| Data rows |
* BEGIN *
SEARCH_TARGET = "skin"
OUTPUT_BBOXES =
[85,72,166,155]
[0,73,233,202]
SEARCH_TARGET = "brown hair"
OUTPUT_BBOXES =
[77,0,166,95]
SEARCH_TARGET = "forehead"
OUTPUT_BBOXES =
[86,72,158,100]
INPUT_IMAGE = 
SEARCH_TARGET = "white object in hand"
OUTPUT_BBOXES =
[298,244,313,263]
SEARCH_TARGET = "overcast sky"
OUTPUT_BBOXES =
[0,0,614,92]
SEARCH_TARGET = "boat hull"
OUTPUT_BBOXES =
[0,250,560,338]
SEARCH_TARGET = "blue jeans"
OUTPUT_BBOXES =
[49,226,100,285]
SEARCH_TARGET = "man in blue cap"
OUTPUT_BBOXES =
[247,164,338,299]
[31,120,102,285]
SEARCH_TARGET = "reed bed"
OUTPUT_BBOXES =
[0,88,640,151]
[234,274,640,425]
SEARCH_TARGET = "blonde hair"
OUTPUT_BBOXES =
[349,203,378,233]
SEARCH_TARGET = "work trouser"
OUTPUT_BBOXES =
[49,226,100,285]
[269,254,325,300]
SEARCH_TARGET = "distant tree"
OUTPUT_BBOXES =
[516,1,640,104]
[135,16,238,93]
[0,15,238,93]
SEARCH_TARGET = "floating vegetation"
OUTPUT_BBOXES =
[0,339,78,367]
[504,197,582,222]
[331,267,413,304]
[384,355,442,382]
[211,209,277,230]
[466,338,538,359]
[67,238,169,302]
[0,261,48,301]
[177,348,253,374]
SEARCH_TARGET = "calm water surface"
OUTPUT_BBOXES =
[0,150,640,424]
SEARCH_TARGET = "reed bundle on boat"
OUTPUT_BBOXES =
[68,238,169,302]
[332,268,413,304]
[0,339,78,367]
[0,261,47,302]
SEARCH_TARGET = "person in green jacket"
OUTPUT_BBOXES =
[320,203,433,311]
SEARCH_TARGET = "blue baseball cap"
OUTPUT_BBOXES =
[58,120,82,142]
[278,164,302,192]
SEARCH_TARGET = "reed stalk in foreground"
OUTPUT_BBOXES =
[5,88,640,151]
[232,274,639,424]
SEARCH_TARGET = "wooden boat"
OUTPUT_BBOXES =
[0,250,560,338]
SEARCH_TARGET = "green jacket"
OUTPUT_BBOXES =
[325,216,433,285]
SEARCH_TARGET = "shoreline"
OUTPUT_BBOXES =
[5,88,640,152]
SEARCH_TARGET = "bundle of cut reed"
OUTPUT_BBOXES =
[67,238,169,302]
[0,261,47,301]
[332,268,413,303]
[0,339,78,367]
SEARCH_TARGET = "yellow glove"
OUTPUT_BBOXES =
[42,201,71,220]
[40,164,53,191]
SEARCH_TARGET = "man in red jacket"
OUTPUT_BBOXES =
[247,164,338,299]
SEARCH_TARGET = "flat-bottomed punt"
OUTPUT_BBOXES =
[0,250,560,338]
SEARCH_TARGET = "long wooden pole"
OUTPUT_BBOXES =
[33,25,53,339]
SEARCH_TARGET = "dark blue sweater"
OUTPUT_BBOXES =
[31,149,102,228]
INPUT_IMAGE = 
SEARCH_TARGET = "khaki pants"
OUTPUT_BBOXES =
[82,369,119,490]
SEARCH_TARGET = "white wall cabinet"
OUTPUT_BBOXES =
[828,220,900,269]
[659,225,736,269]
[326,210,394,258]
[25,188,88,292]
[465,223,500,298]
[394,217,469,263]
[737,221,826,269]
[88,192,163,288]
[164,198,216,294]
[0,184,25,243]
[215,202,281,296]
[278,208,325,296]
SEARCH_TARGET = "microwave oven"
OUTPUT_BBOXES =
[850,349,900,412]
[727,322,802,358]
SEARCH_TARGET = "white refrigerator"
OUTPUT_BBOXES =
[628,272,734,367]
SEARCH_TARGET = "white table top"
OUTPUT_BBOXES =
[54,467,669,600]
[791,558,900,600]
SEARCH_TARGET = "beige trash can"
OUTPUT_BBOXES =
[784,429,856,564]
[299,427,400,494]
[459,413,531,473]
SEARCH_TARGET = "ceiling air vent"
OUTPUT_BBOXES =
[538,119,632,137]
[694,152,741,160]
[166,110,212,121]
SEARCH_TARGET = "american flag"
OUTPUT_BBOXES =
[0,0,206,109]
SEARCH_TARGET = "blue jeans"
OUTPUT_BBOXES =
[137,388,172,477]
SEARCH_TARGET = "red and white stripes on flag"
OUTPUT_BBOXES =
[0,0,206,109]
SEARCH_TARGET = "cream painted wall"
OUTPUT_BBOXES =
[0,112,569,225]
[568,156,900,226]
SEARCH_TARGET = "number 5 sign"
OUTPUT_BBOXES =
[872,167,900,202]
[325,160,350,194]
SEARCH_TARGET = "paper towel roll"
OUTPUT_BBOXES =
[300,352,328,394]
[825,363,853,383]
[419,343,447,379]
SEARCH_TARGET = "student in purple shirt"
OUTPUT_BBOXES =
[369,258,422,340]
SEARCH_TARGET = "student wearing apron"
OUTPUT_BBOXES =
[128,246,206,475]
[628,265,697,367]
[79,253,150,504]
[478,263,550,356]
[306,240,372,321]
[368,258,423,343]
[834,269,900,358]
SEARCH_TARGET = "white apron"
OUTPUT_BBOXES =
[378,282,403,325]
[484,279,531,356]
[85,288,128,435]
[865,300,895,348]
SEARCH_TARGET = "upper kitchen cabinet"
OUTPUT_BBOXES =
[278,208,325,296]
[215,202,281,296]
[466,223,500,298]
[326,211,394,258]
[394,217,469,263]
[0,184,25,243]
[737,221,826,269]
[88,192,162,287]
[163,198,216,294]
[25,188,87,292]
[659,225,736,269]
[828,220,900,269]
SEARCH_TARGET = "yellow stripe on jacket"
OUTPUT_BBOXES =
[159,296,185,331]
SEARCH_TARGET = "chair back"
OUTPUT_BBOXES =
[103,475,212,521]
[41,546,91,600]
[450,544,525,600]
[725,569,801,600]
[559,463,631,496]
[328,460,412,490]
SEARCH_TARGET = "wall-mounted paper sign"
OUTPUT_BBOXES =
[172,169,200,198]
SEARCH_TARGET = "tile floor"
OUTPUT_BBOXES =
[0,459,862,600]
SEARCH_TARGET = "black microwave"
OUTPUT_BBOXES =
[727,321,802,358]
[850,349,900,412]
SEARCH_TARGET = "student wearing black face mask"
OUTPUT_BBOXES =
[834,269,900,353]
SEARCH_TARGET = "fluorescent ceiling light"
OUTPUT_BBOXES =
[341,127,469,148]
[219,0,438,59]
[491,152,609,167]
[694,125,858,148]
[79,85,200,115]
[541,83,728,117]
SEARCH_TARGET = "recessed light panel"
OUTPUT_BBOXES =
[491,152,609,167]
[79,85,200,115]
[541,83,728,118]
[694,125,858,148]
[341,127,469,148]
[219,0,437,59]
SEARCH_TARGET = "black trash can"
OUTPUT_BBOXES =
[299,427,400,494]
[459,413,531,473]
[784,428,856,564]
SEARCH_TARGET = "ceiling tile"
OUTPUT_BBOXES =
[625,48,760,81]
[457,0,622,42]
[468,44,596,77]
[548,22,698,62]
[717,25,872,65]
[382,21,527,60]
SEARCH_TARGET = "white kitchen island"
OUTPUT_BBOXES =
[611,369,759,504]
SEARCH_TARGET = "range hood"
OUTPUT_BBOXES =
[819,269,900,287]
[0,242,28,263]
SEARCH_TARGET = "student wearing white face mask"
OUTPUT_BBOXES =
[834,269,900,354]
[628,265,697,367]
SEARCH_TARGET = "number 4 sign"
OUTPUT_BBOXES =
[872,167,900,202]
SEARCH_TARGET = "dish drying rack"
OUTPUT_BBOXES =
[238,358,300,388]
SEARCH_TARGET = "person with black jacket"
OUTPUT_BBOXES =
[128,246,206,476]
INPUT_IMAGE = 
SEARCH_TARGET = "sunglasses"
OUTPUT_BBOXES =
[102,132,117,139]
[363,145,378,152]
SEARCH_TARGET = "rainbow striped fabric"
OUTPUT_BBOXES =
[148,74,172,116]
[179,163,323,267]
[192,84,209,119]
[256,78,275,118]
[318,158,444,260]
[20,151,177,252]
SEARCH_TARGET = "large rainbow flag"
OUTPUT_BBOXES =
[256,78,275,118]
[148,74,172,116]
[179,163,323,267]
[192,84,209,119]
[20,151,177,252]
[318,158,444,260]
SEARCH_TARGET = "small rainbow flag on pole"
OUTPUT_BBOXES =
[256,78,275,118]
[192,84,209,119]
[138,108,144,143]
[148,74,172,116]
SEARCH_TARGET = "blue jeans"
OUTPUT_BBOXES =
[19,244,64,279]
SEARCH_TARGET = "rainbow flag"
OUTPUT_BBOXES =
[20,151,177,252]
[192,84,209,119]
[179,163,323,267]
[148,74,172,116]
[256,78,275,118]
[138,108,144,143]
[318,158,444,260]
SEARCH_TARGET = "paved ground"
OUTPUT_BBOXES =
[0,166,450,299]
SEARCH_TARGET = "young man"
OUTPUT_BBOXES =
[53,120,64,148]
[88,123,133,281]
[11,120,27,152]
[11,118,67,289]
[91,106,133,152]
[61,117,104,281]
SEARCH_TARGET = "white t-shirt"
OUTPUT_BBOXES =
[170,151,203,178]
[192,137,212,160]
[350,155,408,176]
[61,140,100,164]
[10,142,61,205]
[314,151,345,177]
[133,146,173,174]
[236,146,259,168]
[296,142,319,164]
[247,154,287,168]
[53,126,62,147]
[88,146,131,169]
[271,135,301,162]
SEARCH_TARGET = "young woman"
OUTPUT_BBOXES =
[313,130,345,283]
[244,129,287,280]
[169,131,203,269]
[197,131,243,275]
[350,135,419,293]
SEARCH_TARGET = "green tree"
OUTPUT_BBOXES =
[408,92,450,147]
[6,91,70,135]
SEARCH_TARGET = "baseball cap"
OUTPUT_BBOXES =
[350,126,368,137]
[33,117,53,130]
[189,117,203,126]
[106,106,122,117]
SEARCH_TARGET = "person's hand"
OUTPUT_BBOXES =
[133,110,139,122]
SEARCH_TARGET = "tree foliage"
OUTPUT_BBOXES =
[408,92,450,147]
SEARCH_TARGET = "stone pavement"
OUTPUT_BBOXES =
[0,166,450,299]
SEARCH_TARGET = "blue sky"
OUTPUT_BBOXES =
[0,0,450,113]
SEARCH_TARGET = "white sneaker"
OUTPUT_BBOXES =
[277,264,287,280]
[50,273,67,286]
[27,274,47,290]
* END *
Pull out every line in the entries above that contains the string "cabinet", matching case exactly.

| Solution for this problem |
SEARCH_TARGET = "white wall cabinet"
SEARCH_TARGET = "upper kitchen cabinet"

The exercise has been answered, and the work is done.